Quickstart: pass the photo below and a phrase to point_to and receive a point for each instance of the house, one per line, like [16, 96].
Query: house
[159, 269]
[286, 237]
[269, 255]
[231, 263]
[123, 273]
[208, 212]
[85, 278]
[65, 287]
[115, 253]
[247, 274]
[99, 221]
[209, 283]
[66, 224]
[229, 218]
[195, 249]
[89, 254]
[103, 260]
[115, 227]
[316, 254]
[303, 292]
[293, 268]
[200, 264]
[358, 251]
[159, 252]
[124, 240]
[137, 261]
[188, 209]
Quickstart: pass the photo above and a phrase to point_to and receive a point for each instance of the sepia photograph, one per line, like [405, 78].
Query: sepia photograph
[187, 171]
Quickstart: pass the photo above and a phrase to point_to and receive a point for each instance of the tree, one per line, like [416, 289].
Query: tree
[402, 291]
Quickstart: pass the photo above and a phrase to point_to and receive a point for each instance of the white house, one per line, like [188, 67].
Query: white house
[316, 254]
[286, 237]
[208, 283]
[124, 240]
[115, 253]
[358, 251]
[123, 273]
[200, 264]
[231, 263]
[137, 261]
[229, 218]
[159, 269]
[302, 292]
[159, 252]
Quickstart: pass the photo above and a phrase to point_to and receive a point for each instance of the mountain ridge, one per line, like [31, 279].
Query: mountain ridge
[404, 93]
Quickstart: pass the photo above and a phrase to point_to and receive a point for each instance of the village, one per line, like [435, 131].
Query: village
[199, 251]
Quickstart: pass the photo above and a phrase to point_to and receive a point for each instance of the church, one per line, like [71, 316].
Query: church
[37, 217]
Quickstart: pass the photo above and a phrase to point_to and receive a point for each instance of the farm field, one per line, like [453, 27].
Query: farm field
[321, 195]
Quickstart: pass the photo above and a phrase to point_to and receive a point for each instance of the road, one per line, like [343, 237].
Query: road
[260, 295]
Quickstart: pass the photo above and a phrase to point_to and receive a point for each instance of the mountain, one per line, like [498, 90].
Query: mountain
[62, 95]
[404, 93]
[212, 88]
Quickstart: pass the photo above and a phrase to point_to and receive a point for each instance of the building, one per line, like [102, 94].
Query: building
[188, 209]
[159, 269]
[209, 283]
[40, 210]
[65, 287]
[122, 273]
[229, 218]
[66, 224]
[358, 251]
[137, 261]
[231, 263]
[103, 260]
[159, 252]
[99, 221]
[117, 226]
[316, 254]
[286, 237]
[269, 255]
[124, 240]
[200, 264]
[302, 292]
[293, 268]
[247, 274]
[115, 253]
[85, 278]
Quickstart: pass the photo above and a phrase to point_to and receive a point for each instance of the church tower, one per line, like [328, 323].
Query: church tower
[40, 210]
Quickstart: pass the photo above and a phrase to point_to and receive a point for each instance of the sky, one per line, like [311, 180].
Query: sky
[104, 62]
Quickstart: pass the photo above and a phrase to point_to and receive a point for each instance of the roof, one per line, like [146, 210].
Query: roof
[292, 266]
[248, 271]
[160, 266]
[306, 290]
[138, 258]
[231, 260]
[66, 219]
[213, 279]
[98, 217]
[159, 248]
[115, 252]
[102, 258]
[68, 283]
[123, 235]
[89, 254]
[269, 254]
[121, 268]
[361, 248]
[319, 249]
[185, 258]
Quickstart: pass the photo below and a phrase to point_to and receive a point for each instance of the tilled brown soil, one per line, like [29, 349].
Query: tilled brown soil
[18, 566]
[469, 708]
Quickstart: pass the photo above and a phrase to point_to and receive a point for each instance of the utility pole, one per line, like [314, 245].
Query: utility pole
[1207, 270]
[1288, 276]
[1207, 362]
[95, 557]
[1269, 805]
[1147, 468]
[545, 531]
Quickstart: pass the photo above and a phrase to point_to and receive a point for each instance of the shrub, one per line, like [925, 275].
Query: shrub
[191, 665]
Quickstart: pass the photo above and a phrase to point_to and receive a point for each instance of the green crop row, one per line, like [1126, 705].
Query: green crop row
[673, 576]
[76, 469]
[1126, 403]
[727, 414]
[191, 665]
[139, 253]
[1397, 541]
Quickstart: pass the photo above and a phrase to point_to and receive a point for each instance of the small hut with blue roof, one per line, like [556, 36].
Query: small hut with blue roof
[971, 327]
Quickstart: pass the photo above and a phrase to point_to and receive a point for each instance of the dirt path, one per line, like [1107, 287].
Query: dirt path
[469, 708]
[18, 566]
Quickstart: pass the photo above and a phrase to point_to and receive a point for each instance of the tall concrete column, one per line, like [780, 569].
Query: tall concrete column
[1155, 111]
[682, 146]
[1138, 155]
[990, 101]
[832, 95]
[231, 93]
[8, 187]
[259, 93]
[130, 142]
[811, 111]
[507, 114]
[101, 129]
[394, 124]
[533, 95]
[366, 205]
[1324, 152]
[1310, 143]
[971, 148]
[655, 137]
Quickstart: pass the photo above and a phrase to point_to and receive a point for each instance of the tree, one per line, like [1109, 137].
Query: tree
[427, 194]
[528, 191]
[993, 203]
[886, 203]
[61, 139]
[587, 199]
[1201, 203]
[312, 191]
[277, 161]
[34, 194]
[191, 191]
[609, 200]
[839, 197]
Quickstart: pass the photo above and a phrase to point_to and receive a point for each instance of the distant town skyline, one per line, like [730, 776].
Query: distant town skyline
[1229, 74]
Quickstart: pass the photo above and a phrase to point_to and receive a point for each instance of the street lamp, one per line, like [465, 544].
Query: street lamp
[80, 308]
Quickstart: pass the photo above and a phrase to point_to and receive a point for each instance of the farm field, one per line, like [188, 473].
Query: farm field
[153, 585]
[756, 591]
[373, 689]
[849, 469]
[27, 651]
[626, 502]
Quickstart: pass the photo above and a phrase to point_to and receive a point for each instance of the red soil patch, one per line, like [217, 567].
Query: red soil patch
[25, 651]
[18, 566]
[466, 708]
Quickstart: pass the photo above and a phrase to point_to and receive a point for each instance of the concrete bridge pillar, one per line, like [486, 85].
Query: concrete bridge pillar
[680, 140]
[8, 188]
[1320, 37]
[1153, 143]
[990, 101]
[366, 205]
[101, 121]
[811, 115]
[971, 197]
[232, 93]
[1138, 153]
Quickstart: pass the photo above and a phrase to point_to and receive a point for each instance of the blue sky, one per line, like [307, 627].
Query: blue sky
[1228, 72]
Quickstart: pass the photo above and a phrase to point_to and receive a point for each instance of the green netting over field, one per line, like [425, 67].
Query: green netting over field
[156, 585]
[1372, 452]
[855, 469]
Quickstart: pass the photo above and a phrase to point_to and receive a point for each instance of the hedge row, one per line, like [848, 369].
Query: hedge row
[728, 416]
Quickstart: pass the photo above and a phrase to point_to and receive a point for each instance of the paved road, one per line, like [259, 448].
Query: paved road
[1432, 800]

+++

▶ _Task to carry out_:
Extract, unchanged, the closing run of lines that opens with the line containing "like [730, 776]." and ends with the last line.

▶ _Result of the exercise_:
Quickstart: pass the photo above and a phrase to point_to and receive a point for each instance of the distant town skyline, one per line, like [730, 776].
Query: distant town skyline
[1229, 74]
Quickstart: pass the photo above and a phrase to point_to and receive a point for each instance of the street lamp, one per line, like [465, 544].
Query: street lamp
[80, 308]
Quickstart: pass the photo above and a phrase to point_to and receive a point for each instance of the farm field, one per line, like [188, 473].
Query: farm field
[153, 585]
[756, 591]
[373, 689]
[849, 469]
[27, 651]
[626, 502]
Quickstart: pass the photo above and a phrase to point_to and receive a point for each instance of the red soil patch, one per line, like [217, 567].
Query: red soil patch
[25, 651]
[18, 566]
[466, 708]
Quickstart: pass the photo above and a phrase to point_to and receive a point for each instance of the concrete bridge pillar, one per line, like [486, 85].
Query: concrete bridge pillar
[680, 140]
[8, 188]
[1320, 37]
[1153, 143]
[990, 101]
[366, 205]
[101, 121]
[811, 115]
[971, 197]
[232, 93]
[1138, 153]
Quickstart: pass the photo above and a phrase to point_to and receive a point for each instance of the blue sky, one per line, like [307, 627].
Query: blue sky
[1228, 72]
Quickstart: pass the photo above and a phrase to point_to and receive a point for each instance of the green netting over field, one per line, like [425, 67].
Query: green netting over field
[156, 585]
[1372, 452]
[855, 469]
Quickstart: pass the photo above and a phrase to point_to and receive a point for each instance of the hedge row, one per line, like [848, 369].
Query: hedge row
[728, 416]
Quickstart: pass the photo above and a phrase to point_to and receive a point for each instance of the paved road, one per line, like [259, 448].
Query: paved road
[1432, 800]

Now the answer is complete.